TASK OBJECTIVE: Can you quote the passage on the DC club figure lineups from "Besides Metron, the" to "San Diego Comic-Con."?

SOURCE PASSAGE:
Besides Metron, the first figures to be released through the club were Atrocitus, Flash (Jay Garrick), Starman (Thom Kallor), and Poison Ivy. It was also revealed that Platinum, of the Metal Men, with her accessory Tin, Mirror Master, Black Mask, John Constantine, Uncle Sam, and filling the oversize slots, Rocket Red, Elasti-Girl, and Lead, of the Metal Men would be released. Mattel announced they were in preparation to announce the 2013 lineup during San Diego Comic-Con.

| Month | Figure | Accessories |
|---|---|---|
| May | Flash (Jay Garrick) |  |
| June | Atrocitus | Red Lantern |
| June (Club Exclusive) | Metron | Mobius Chair |
| July | Starman (Thom Kallor) | Variant head |
| July (Over Sized Figure) | Rocket Red |  |
| August | Mirror Master | Mirror guns |
| September | Black Mask | Batman's cowl, dagger, and double sword staff |
| October | Poison Ivy |  |
| October (Over Sized Figure) | Elasti-Girl | Elasti-Girl (minifigure) |
| November | Uncle Sam | Doll Man (minifigure) |
| November | John Constantine |  |
| December | Platinum | Tin (minifigure) |
| December (Over Sized Figure) | Lead |  |

====2013====
The DC Club Infinite Earths 2013 line up was unveiled at SDCC that year, and included Saint Walker, Phantom Stranger, Elongated Man, Larfleeze, and Wally West. The Club Exclusive was Monsieur Mallah, with the Brain as an accessory.

PROVIDED DATA:

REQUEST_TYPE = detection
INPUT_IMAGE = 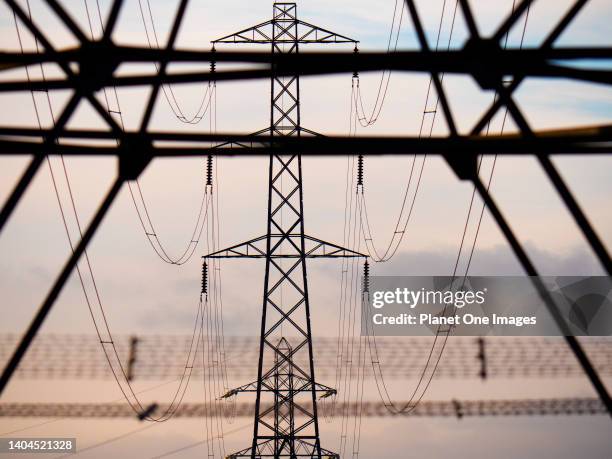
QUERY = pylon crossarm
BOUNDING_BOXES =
[212,19,359,44]
[202,234,367,258]
[221,375,337,398]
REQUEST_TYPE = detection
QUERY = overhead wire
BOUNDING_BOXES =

RESULT OF THIS EXERCISE:
Besides Metron, the first figures to be released through the club were Atrocitus, Flash (Jay Garrick), Starman (Thom Kallor), and Poison Ivy. It was also revealed that Platinum, of the Metal Men, with her accessory Tin, Mirror Master, Black Mask, John Constantine, Uncle Sam, and filling the oversize slots, Rocket Red, Elasti-Girl, and Lead, of the Metal Men would be released. Mattel announced they were in preparation to announce the 2013 lineup during San Diego Comic-Con.